Region annotation entries

>>>>>

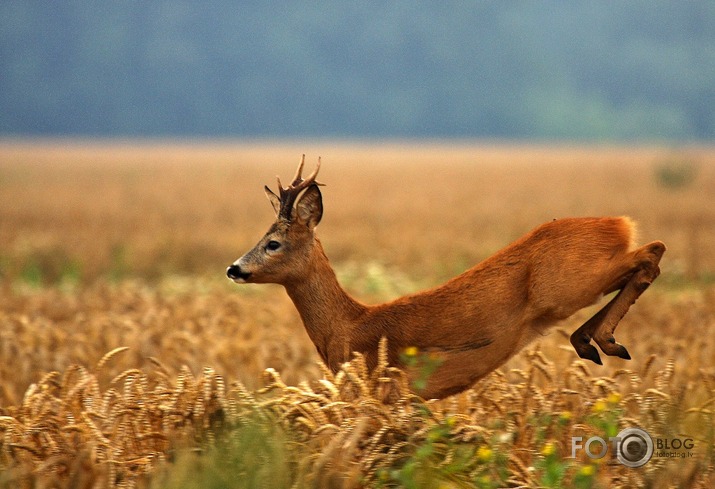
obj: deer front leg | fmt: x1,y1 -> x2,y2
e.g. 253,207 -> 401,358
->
571,241 -> 665,365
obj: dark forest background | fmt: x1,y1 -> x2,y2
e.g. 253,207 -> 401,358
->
0,0 -> 715,141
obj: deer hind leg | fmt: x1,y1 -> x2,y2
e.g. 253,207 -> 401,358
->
571,241 -> 665,365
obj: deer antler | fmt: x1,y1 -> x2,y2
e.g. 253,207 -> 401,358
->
266,155 -> 322,220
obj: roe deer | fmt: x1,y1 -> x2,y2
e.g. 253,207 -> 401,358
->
226,155 -> 665,398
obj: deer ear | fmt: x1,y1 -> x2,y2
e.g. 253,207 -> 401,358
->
295,184 -> 323,229
263,185 -> 281,216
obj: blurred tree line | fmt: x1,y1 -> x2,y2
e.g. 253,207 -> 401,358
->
0,0 -> 715,141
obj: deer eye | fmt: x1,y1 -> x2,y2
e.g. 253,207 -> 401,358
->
266,240 -> 281,251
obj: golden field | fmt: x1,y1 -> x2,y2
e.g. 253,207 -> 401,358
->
0,141 -> 715,488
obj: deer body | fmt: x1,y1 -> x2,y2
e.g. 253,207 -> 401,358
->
227,158 -> 665,398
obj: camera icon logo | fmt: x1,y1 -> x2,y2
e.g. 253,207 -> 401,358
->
616,428 -> 653,468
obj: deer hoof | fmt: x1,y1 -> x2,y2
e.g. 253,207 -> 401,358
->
613,345 -> 631,360
576,344 -> 603,365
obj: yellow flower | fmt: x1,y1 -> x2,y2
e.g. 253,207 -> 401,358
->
607,392 -> 621,405
541,442 -> 556,457
405,346 -> 420,357
477,446 -> 492,462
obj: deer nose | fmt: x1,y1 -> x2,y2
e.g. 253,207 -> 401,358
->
226,265 -> 251,280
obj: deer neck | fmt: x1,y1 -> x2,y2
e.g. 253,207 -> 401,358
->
284,238 -> 367,367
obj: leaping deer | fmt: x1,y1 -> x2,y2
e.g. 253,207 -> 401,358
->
226,155 -> 665,398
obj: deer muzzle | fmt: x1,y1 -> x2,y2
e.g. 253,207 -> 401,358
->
226,263 -> 251,283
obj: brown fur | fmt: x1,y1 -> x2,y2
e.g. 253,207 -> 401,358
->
228,158 -> 665,398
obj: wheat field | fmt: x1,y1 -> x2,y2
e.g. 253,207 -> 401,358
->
0,141 -> 715,488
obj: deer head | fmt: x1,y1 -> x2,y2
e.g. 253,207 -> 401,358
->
226,155 -> 323,284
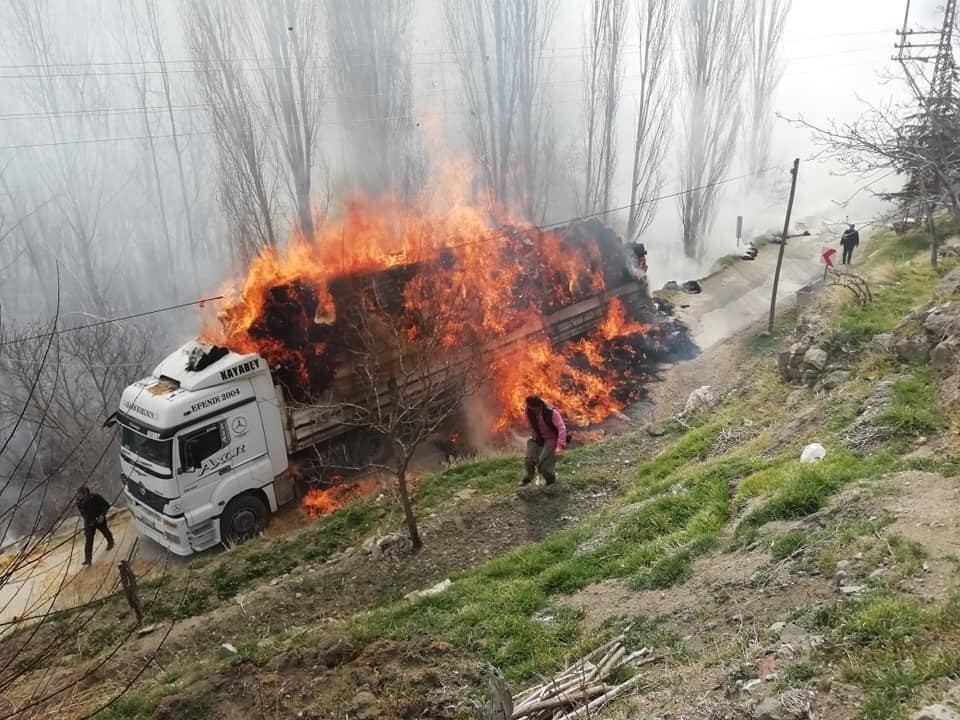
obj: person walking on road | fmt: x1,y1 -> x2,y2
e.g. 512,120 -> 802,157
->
840,223 -> 860,265
520,395 -> 567,485
77,485 -> 113,565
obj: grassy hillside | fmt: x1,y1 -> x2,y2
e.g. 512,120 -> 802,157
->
3,222 -> 960,719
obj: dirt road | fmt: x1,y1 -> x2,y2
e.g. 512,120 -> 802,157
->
0,236 -> 828,622
677,235 -> 832,351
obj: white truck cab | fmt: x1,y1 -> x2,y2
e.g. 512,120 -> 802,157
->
114,341 -> 294,555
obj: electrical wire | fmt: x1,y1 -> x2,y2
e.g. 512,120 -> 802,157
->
0,166 -> 796,354
0,295 -> 224,347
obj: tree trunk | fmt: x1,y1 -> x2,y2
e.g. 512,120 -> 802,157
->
397,463 -> 423,550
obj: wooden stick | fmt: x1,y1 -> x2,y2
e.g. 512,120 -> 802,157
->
597,645 -> 627,680
558,674 -> 643,720
512,685 -> 610,720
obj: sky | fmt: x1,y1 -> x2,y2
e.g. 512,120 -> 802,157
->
0,0 -> 938,312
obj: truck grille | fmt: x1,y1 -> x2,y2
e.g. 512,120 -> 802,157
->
120,473 -> 180,517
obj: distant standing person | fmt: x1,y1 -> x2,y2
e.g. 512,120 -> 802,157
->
840,223 -> 860,265
520,395 -> 567,485
77,485 -> 113,565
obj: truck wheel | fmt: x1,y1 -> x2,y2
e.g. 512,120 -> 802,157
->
220,495 -> 267,544
356,430 -> 393,465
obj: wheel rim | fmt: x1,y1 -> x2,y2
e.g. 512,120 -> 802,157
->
231,510 -> 257,537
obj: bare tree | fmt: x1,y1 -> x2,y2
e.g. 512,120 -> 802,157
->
627,0 -> 675,241
786,102 -> 960,265
185,0 -> 278,263
135,0 -> 203,292
746,0 -> 793,177
327,0 -> 424,198
0,0 -> 115,315
0,284 -> 182,718
0,324 -> 150,532
344,276 -> 484,549
248,0 -> 323,238
580,0 -> 627,213
446,0 -> 556,220
678,0 -> 748,260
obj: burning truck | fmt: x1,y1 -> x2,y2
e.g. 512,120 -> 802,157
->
114,208 -> 688,555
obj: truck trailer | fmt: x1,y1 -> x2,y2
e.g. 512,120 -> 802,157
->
111,222 -> 651,556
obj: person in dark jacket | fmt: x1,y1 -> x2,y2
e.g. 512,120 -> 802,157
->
77,485 -> 113,565
520,395 -> 567,485
840,223 -> 860,265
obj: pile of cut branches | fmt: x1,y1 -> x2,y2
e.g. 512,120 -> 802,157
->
513,635 -> 663,720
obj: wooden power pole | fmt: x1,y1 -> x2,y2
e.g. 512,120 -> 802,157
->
767,158 -> 800,333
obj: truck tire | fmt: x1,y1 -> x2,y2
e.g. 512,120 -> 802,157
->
356,430 -> 393,465
220,495 -> 267,545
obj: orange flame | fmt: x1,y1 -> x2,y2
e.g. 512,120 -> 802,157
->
303,475 -> 380,517
201,160 -> 646,434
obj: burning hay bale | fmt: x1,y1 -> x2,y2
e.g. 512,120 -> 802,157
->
203,202 -> 691,432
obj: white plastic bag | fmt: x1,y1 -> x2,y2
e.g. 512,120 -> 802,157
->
800,443 -> 827,465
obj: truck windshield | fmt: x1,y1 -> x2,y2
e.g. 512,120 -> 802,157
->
120,427 -> 173,473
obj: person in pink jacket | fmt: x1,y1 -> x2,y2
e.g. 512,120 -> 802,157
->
520,395 -> 567,485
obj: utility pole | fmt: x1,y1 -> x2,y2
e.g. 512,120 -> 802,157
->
767,158 -> 800,333
917,170 -> 939,269
894,0 -> 960,267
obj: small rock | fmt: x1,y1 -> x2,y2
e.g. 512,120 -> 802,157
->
943,685 -> 960,705
893,335 -> 930,362
823,370 -> 853,390
930,337 -> 960,372
787,389 -> 806,410
937,268 -> 960,295
753,690 -> 811,720
683,385 -> 719,415
803,347 -> 829,371
350,690 -> 377,720
740,678 -> 763,692
220,643 -> 237,657
870,333 -> 897,355
312,636 -> 357,668
913,704 -> 960,720
647,423 -> 667,437
838,585 -> 867,596
403,578 -> 453,600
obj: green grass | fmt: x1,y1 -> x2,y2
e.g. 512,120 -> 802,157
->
817,592 -> 960,720
94,691 -> 161,720
415,456 -> 522,513
352,426 -> 740,681
737,448 -> 897,538
770,530 -> 810,560
877,368 -> 946,441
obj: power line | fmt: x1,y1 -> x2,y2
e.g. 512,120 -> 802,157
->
0,28 -> 895,77
0,36 -> 892,80
0,166 -> 796,347
0,54 -> 900,150
0,295 -> 224,347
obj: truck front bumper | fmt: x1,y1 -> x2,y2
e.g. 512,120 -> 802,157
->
123,488 -> 196,557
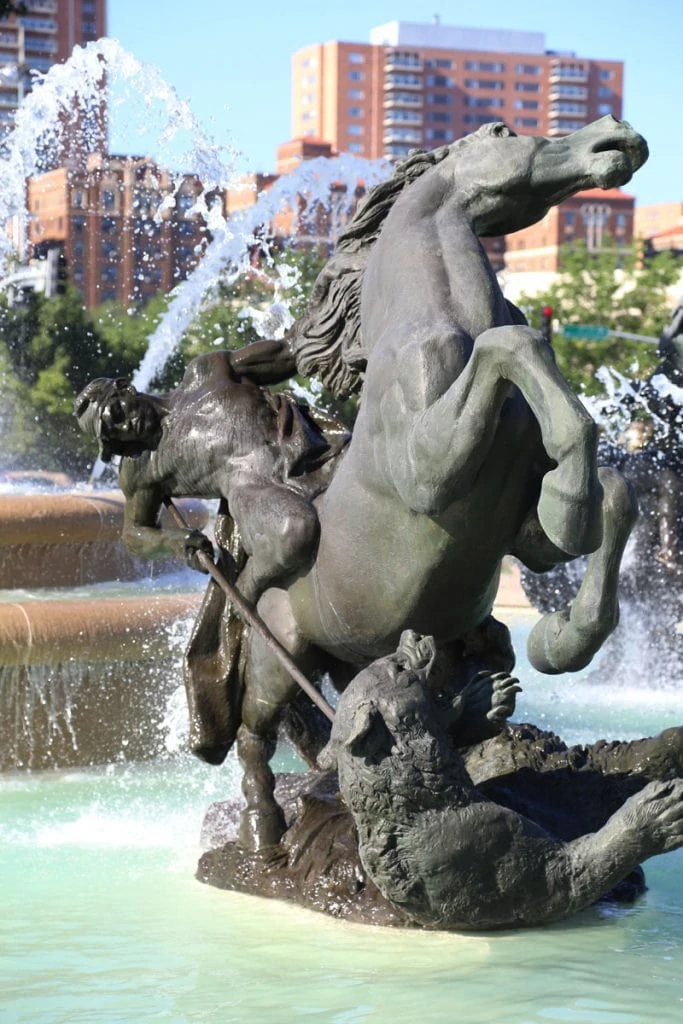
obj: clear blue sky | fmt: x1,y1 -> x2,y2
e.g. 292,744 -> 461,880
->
108,0 -> 683,204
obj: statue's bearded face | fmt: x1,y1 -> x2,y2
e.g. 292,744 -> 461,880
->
101,383 -> 161,455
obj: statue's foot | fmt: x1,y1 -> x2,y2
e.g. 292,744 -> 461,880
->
538,468 -> 602,555
239,806 -> 287,853
622,779 -> 683,857
587,726 -> 683,779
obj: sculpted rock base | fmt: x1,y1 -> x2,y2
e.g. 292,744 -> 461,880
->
197,725 -> 683,928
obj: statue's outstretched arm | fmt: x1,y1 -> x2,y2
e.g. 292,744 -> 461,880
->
230,339 -> 297,385
122,468 -> 214,572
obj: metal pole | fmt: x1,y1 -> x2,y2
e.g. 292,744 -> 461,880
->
164,498 -> 335,722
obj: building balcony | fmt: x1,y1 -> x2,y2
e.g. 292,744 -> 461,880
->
382,111 -> 423,131
384,72 -> 423,92
26,0 -> 57,14
384,53 -> 424,72
384,92 -> 424,110
550,65 -> 588,86
382,128 -> 422,146
548,100 -> 588,121
21,18 -> 57,36
548,83 -> 588,102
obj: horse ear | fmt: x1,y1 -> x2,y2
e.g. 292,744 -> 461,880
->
344,700 -> 394,757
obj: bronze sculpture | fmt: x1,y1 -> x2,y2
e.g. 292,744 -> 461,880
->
80,118 -> 681,927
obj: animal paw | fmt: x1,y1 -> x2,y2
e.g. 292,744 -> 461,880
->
623,779 -> 683,856
454,672 -> 521,745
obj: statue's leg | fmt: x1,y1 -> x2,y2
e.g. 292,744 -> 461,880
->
473,326 -> 602,555
229,480 -> 319,603
237,588 -> 325,850
515,468 -> 638,674
393,326 -> 602,555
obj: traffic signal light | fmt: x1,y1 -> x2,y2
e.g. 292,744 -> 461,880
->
541,306 -> 553,345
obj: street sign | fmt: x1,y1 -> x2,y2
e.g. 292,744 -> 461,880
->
562,324 -> 609,341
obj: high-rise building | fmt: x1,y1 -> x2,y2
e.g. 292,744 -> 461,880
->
292,18 -> 624,160
0,0 -> 106,136
28,154 -> 208,306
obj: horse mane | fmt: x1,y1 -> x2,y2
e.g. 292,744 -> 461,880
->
289,144 -> 454,398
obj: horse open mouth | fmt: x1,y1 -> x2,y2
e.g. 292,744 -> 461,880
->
591,132 -> 647,188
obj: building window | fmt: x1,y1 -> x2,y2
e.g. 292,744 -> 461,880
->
463,114 -> 496,125
177,220 -> 197,239
553,85 -> 588,99
465,60 -> 505,72
175,193 -> 195,213
465,96 -> 505,110
385,72 -> 422,85
465,78 -> 505,89
551,102 -> 586,114
553,118 -> 586,131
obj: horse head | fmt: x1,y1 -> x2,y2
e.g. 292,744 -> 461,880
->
432,116 -> 648,236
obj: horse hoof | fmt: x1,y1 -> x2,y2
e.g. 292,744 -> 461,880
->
538,466 -> 602,556
239,807 -> 287,853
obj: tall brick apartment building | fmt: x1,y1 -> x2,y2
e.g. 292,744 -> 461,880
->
292,19 -> 624,160
29,154 -> 207,306
0,0 -> 106,130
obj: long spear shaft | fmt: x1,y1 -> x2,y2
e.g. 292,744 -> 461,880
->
164,498 -> 335,722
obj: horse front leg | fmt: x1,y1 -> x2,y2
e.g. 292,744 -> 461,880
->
514,468 -> 638,674
237,588 -> 327,851
383,325 -> 602,555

<<<<<

AIM
Lay out the lines of the listing above as a JSON list of strings, one string per line and no blank lines. Begin at the line that contains "obj: deer hind leg | fmt: x1,y1 -> x2,y2" and stop after the line that contains "576,344 -> 603,365".

REPLY TO THE EXERCISE
[
  "obj: deer hind leg | fmt: x1,y1 -> x2,y2",
  "e.g. 253,207 -> 401,358",
  "->",
  "571,241 -> 665,365",
  "obj: deer antler | fmt: x1,y1 -> x2,y2",
  "e.g. 253,207 -> 401,358",
  "->",
  "266,155 -> 322,220",
  "obj: roe deer | fmt: x1,y1 -> x2,y2",
  "e.g. 253,207 -> 401,358",
  "->",
  "226,155 -> 665,398",
  "obj: deer ear | fmt: x1,y1 -> x2,y2",
  "e.g. 253,207 -> 401,358",
  "->",
  "295,184 -> 323,229",
  "263,185 -> 281,216",
  "obj: blurred tree line | fmt: x1,y1 -> x2,y2",
  "e.g. 253,207 -> 401,358",
  "->",
  "0,0 -> 715,141",
  "obj: deer eye | fmt: x1,y1 -> x2,y2",
  "e.g. 253,207 -> 401,358",
  "->",
  "266,240 -> 281,251",
  "obj: golden field | fmt: x1,y1 -> x2,y2",
  "e.g. 253,207 -> 401,358",
  "->",
  "0,141 -> 715,488",
  "obj: deer body | fmt: x1,y1 -> x2,y2",
  "e.g. 253,207 -> 401,358",
  "->",
  "227,158 -> 665,398",
  "obj: camera icon logo | fmt: x1,y1 -> x2,y2",
  "e.g. 253,207 -> 401,358",
  "->",
  "616,428 -> 653,468",
  "obj: deer hoof | fmt: x1,y1 -> x2,y2",
  "e.g. 253,207 -> 401,358",
  "->",
  "613,345 -> 631,360",
  "576,344 -> 603,365"
]